● Übungsaufgaben
a – Welche Zeilen umfassen die Datenzeilen von der Zeile mit „For the dataset, pick out the blue“ bis einschließlich zu ihrem Ende? Gib sie als JSON-Liste von Strings wieder, einen String pro Zeile und ohne Leerzeilen.
b – Wie könnte der Text zur energetischen Gebäudesanierung weitergehen? Führe ihn im Anschluss an seinen letzten Satz fort.

● Zitierter Text

·····

Immobilienbesitzer sind zu Recht in heller Aufregung: Das Energiekonzept der Bundesregierung kann so manchen Hausbesitzer in den Ruin treiben. Leider wird die Diskussion über dieses Problem teilweise unsachlich und teilweise ohne Kenntnis der Fakten geführt. Wir haben uns darum entschlossen an dieser Stelle den kompletten Text aus dem Entwurf zu zitieren. Es handelt sich dabei um den Abschnitt E mit dem Titel „Energetische Gebäudesanierung und energieeffizientes Bauen“. 

Auf  den  Gebäudebereich  entfallen  rund  40%  des  deutschen  Endenergieverbrauchs  und etwa ein Drittel der CO 2 -Emissionen. Gleichzeitig sind die Potentiale zur Energie- und CO 2 – Einsparung   gewaltig.   Drei   Viertel   des   Altbaubestandes   wurde   noch   vor   der   1. Wärmeschutzverordnung  1979  errichtet.  Diese  Gebäude  sind  oft  gar  nicht  oder  kaum  energetisch saniert. Die überwiegende Mehrheit der Heizungssysteme entspricht nicht dem Stand    der    Technik.    Die Szenarien    belegen,    die    energetische    Sanierung    des Gebäudebestands ist der zentrale Schlüssel zur Modernisierung der Energieversorgung und zum Erreichen der Klimaschutzziele.

·····

● Arbeitsmaterial
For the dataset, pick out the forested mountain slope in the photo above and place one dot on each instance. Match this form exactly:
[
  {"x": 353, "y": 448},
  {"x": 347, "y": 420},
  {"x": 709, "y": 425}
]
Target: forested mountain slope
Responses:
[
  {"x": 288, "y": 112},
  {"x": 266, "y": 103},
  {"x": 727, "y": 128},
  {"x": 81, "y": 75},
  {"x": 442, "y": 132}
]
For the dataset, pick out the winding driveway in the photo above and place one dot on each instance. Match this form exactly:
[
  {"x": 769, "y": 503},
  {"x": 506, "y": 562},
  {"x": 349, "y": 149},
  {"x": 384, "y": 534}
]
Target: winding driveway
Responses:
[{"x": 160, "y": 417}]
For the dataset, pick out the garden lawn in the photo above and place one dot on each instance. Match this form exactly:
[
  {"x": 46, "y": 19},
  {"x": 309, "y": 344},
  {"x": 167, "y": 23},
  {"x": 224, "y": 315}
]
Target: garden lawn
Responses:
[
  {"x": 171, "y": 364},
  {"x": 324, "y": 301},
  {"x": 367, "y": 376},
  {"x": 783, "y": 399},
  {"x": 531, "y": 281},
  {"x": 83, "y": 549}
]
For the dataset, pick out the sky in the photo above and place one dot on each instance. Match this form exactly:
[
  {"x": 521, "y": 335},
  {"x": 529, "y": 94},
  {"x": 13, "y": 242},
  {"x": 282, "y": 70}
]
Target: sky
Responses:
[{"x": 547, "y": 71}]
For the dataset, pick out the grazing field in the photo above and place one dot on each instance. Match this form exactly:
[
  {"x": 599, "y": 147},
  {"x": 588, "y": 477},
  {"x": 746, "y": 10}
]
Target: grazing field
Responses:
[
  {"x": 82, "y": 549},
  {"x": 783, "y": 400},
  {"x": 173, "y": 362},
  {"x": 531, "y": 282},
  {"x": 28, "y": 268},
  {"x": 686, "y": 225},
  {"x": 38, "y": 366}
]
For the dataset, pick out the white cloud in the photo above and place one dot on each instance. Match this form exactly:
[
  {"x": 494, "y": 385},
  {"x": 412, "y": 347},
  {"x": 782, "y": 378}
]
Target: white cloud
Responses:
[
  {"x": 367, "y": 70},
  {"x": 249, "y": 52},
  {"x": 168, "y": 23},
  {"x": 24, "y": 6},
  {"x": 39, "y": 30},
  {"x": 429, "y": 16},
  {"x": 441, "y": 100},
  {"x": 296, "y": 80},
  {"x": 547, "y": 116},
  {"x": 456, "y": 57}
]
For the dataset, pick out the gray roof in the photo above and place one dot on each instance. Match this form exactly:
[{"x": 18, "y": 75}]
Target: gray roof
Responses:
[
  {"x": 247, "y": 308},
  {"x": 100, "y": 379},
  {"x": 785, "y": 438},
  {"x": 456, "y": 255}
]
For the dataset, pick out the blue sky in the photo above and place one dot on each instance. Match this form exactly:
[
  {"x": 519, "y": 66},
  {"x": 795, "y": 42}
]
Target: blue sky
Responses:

·····

● Endergebnisse
a –
[
  "For the dataset, pick out the blue sky in the photo above and place one dot on each instance. Match this form exactly:",
  "[",
  "  {\"x\": 519, \"y\": 66},",
  "  {\"x\": 795, \"y\": 42}",
  "]",
  "Target: blue sky",
  "Responses:"
]

b –
Unser  zentrales  Ziel  ist  es  deshalb,  den  Wärmebedarf  des  Gebäudebestandes  langfristig mit dem Ziel zu senken, bis 2050 nahezu einen klimaneutralen Gebäudebestand zu haben. Dafür ist die Verdopplung der  energetischen Sanierungsrate von jährlich etwa 1% auf 2% erforderlich. Bis 2020 wollen wir eine Reduzierung des Wärmebedarfs um 20 % erreichen und streben  bis  2050 eine  Minderung in der Größenordnung von 80 % an. Dabei soll der Anteil der erneuerbaren Energien am Wärmebedarf deutlich erhöht werden.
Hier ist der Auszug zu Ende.